● **Objective**: Select each line of the rows below that contains the word "mahogany" and copy those lines.
------------------------------------
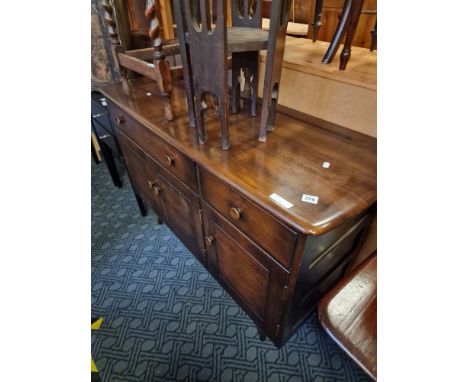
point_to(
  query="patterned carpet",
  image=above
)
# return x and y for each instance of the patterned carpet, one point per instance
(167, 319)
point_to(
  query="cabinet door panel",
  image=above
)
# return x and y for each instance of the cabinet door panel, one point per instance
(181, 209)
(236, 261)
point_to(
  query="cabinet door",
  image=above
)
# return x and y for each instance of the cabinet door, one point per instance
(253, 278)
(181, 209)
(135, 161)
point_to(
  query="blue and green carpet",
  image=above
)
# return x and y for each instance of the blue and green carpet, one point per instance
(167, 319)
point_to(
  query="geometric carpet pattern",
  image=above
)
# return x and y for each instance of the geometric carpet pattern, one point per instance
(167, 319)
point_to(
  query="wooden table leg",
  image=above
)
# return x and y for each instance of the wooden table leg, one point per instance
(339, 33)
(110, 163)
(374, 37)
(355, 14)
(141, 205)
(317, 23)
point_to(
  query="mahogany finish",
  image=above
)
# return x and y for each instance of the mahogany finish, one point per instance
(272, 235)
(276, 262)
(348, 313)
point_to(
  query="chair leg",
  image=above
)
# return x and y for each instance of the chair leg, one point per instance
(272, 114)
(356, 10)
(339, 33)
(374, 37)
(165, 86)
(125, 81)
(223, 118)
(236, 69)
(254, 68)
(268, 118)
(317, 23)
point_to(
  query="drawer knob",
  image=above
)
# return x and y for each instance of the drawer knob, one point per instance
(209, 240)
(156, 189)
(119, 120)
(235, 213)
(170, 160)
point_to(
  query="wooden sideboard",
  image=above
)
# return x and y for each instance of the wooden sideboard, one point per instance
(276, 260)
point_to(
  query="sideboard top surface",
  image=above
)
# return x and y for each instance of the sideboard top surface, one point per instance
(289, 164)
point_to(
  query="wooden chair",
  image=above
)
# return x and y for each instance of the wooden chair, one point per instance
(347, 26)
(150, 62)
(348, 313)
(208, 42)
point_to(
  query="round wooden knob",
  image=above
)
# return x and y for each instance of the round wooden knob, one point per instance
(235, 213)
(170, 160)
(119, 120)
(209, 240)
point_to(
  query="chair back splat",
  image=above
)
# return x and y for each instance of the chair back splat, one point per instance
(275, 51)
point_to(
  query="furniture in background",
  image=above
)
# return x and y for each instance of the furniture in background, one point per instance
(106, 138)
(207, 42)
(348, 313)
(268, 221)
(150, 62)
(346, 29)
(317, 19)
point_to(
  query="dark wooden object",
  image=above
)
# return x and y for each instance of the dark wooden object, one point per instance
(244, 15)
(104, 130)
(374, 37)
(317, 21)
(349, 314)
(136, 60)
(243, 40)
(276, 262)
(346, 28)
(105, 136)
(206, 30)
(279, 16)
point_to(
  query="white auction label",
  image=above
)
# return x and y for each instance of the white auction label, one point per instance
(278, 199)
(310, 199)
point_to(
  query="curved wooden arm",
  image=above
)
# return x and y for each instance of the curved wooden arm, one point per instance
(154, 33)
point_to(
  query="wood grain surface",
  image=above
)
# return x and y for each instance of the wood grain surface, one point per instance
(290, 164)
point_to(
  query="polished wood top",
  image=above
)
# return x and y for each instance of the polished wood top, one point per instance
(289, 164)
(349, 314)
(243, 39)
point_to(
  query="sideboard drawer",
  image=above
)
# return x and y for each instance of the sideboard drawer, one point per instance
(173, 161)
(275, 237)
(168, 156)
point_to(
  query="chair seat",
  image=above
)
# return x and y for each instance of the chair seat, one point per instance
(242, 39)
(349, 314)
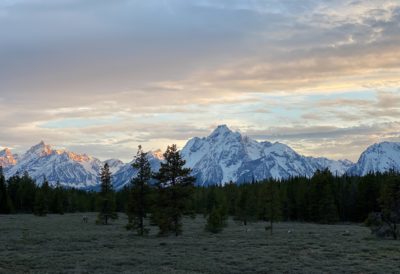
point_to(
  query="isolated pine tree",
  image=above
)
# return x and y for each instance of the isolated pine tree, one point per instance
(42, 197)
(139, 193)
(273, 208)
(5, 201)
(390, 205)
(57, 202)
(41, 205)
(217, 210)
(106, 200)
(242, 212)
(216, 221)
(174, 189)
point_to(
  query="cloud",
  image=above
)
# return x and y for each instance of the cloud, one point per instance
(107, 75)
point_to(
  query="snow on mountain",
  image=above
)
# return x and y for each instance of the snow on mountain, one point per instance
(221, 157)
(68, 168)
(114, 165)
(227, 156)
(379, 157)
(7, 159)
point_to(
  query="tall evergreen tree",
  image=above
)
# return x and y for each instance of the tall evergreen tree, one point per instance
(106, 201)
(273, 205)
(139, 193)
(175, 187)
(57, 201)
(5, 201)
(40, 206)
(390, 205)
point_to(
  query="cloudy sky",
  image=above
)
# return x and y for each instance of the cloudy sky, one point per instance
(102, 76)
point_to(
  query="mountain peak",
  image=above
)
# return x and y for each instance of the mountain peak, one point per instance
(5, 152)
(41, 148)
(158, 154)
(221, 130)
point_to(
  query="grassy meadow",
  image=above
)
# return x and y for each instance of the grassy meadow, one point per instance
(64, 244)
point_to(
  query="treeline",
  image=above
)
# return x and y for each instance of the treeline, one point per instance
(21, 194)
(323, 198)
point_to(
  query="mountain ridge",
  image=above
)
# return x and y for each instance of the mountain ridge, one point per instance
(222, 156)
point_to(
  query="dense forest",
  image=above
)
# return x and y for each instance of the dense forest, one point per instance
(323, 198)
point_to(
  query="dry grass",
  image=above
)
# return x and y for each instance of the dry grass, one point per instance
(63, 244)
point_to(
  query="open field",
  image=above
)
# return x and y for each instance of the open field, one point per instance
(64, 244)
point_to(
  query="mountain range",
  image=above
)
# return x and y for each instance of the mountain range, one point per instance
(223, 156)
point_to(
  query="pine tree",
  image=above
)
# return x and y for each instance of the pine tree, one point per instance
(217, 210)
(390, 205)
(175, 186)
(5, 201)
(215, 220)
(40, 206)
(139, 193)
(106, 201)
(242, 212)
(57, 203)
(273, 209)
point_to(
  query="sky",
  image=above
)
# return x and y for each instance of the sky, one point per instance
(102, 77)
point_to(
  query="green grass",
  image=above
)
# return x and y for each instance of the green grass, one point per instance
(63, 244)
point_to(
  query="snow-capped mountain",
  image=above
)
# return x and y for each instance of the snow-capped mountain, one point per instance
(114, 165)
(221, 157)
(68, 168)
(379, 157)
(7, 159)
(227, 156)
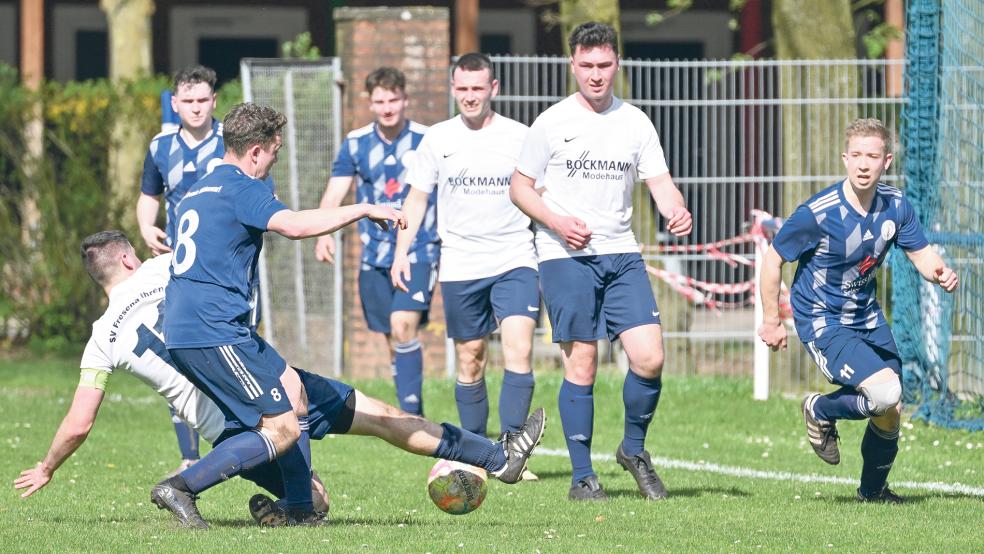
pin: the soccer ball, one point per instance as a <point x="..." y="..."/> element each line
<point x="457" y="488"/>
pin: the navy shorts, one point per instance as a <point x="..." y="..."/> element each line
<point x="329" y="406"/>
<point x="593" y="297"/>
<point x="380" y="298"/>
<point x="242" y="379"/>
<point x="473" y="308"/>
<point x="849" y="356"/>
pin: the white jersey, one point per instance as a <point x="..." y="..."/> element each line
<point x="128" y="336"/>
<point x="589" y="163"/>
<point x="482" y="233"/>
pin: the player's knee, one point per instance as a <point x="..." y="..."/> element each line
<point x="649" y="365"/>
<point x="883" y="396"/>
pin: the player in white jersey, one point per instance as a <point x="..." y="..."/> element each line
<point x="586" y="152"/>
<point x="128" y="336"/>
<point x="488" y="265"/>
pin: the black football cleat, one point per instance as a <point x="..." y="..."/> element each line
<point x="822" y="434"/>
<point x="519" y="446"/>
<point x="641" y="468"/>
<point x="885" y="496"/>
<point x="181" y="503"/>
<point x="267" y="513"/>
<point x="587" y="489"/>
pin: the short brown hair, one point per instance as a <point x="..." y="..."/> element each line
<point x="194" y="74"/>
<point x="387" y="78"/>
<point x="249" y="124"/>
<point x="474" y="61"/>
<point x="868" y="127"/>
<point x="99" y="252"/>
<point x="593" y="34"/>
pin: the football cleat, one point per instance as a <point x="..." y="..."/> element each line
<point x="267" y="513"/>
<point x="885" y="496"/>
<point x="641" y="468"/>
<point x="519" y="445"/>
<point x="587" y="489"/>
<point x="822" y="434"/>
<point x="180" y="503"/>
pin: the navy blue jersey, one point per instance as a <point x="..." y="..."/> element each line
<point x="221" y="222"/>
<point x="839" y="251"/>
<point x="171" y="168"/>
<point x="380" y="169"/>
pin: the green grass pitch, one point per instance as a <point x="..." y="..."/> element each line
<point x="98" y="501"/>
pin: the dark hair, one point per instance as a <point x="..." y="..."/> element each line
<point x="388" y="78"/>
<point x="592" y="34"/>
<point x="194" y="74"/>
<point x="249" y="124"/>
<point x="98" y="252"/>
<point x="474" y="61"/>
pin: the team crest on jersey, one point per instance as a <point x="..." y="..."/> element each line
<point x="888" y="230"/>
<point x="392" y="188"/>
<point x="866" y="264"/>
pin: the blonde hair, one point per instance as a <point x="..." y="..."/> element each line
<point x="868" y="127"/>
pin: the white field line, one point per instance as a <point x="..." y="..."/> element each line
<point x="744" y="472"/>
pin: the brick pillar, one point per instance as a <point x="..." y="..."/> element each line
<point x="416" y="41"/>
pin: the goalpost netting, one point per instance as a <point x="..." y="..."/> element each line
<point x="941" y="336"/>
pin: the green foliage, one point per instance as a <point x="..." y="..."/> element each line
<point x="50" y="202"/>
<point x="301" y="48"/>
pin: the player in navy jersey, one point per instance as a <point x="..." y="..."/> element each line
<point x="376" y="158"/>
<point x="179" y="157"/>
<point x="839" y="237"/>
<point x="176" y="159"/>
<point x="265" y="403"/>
------------------------------------
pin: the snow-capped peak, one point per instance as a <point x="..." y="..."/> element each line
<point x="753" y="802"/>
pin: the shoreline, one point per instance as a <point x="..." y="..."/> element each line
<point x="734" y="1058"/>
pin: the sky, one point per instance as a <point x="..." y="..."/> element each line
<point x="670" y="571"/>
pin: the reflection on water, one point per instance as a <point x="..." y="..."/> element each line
------------------------------------
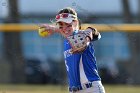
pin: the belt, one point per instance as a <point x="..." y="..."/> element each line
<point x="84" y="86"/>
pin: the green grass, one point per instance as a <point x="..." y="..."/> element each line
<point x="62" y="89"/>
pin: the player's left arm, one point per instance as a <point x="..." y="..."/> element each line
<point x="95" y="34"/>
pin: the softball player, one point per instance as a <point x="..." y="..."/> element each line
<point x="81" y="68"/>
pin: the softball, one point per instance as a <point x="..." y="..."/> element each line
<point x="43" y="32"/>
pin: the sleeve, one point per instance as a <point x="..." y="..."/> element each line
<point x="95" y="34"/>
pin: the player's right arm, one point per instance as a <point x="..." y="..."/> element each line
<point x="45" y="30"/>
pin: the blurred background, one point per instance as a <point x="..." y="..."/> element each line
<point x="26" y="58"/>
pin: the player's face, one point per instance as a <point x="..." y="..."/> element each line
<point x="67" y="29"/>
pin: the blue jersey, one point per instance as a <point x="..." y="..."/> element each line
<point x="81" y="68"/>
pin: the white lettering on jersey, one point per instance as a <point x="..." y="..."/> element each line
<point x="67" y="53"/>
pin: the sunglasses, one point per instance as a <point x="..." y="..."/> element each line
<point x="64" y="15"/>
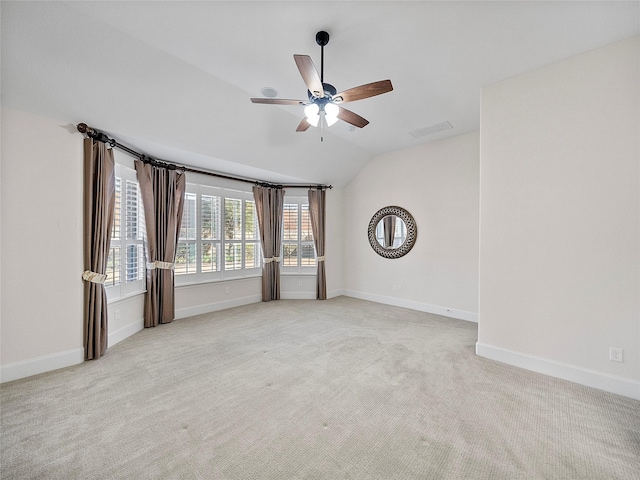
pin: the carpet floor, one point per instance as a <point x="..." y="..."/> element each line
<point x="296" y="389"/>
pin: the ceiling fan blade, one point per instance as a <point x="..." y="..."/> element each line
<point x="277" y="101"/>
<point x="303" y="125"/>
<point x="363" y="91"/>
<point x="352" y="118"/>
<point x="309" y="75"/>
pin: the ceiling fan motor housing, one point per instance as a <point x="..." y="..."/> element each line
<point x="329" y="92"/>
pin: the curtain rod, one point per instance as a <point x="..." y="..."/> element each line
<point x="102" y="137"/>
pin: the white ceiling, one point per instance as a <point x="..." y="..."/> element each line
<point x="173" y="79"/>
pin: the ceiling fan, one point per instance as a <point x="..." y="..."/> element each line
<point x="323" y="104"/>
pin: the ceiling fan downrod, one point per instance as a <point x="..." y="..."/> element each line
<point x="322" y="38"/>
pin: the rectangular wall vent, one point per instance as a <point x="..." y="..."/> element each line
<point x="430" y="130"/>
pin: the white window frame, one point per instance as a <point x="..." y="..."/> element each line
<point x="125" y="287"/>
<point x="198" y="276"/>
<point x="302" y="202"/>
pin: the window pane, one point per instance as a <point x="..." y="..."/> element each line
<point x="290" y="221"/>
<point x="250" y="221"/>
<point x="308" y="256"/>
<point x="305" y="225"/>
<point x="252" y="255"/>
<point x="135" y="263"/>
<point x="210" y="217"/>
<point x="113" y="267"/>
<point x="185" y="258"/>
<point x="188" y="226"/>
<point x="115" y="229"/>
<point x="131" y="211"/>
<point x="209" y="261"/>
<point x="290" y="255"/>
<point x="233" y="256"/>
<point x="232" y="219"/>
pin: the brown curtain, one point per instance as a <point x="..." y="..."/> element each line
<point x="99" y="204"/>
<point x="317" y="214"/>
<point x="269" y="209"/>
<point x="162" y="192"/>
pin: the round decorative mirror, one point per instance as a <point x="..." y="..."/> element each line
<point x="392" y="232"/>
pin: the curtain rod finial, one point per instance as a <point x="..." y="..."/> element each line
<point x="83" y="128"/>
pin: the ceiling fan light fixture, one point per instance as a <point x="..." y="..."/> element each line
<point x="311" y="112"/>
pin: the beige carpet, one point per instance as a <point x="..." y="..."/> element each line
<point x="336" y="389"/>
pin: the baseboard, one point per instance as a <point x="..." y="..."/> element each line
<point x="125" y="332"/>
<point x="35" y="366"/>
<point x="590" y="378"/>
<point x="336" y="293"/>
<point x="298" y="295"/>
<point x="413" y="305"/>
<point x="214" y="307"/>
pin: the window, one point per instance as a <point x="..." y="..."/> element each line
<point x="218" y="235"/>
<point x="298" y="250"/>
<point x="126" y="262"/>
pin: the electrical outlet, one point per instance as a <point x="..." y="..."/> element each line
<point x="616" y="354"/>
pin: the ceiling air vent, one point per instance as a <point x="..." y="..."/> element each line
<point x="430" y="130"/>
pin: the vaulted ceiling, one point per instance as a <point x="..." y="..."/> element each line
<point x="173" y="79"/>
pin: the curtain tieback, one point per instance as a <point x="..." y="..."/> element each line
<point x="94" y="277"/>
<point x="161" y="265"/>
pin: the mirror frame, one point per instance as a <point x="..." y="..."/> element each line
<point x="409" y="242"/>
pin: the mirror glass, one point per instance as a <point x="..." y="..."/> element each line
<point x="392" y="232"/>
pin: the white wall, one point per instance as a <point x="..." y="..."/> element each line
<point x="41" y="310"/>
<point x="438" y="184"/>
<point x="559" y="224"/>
------------------------------------
● **Written solution**:
  query="mahogany finish",
# return x and y for each instance of the mahogany finish, one point per instance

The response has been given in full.